Bringing the Exiles
Home: Sunday after Trinity (Proper 3)
Isaiah 49:8-16a; Psalm 131; 1 Corinthians
4:1-5; Matthew 6:24-34
“If the Sunday between May 24 and 28 inclusive follows Trinity Sunday,
the Proper for the 8th Sunday after the Epiphany is used.” The Revised Common Lectionary,
1992, p. 33. In 2008, there were only three Sundays in Epiphany,
then Transfiguration, then Ash Wednesday and Lent. All this
because the Roman church won the fight at the Council of Whitby in
664, making the Easter celebration dependent on Sunday and the
Moon, rather than the Eastern Orthodox custom of associating Easter
with the Jewish Passover. That same council eliminated the Celtic
version of the Christian church, and Celtic priests were forbidden to
use the Druid tonsure (shaving the head back to the ears).
When we left the study of the Gospel of Matthew in January, it was the last chance for justice before
plunging into Lent and the Easter Season. Picking up with the
reading from the 8th Sunday after Epiphany puts us back on the “proper”
track – or it could. In actuality, from the point of view of
traditional church teaching, the Elves continue to solidify
the belief system of those who won the arguments that raged from the
1st through the 4th centuries of the Common Era.

### Data provided
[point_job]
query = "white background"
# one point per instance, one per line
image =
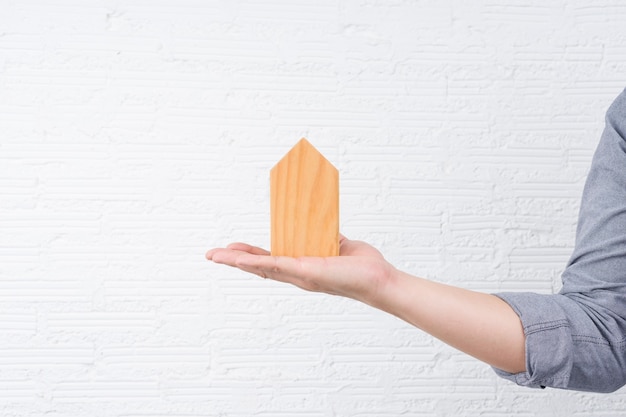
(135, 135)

==

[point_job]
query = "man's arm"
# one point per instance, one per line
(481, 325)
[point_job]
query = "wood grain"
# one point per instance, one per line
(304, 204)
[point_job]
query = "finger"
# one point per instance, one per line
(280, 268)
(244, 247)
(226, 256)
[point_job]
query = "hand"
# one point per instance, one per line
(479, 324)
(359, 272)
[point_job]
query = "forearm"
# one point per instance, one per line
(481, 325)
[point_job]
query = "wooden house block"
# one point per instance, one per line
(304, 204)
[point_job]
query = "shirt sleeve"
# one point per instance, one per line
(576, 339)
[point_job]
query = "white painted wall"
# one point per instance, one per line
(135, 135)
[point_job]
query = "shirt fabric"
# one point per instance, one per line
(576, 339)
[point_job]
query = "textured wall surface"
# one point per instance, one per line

...

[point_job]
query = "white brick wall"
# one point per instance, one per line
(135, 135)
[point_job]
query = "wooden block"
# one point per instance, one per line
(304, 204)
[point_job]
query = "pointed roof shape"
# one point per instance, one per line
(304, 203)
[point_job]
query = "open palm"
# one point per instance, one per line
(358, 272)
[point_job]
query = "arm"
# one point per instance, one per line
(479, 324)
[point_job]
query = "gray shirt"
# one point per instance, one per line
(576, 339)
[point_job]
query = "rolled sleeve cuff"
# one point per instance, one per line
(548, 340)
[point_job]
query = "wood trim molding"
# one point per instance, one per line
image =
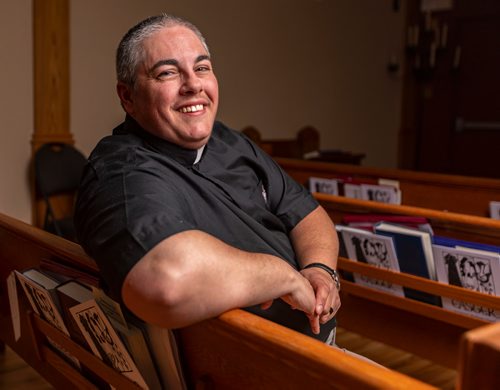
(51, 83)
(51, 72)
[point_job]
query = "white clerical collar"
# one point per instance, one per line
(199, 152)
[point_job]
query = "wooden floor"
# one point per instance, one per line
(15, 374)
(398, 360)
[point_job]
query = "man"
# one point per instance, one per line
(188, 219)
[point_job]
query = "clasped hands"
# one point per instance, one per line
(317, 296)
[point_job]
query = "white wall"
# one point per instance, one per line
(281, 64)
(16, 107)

### Tasks for this exercise
1) Decide whether each statement below agrees with the lectionary commentary above. Answer yes or no for each, quoting the words of the commentary that decide it.
(a) In 2008 there were four Sundays in Epiphany.
(b) The Council of Whitby made the Easter celebration dependent on Sunday and the Moon.
(c) Celtic priests were allowed to keep the Druid tonsure.
2) Reproduce the part of the lectionary commentary above that opens with the words containing "Isaiah 49:8-16a; Psalm" and closes with "to the ears).".

### Answers given
1)
(a) No: "In 2008, there were only three Sundays in Epiphany"
(b) Yes: "making the Easter celebration dependent on Sunday and the Moon"
(c) No: "Celtic priests were forbidden to use the Druid tonsure"

2)
Isaiah 49:8-16a; Psalm 131; 1 Corinthians
4:1-5; Matthew 6:24-34
“If the Sunday between May 24 and 28 inclusive follows Trinity Sunday,
the Proper for the 8th Sunday after the Epiphany is used.” The Revised Common Lectionary,
1992, p. 33. In 2008, there were only three Sundays in Epiphany,
then Transfiguration, then Ash Wednesday and Lent. All this
because the Roman church won the fight at the Council of Whitby in
664, making the Easter celebration dependent on Sunday and the
Moon, rather than the Eastern Orthodox custom of associating Easter
with the Jewish Passover. That same council eliminated the Celtic
version of the Christian church, and Celtic priests were forbidden to
use the Druid tonsure (shaving the head back to the ears).